Stated goal:
Could you put each line of the records below into a JSON list of strings, one string per line, leaving out any blank lines?

__________

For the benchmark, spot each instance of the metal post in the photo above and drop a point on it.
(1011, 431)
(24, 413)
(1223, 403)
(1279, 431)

__________

Exercise output:
[
  "For the benchmark, spot each instance of the metal post in the photo above and drop a point on it.",
  "(1011, 431)",
  "(24, 413)",
  "(1223, 403)",
  "(1279, 431)"
]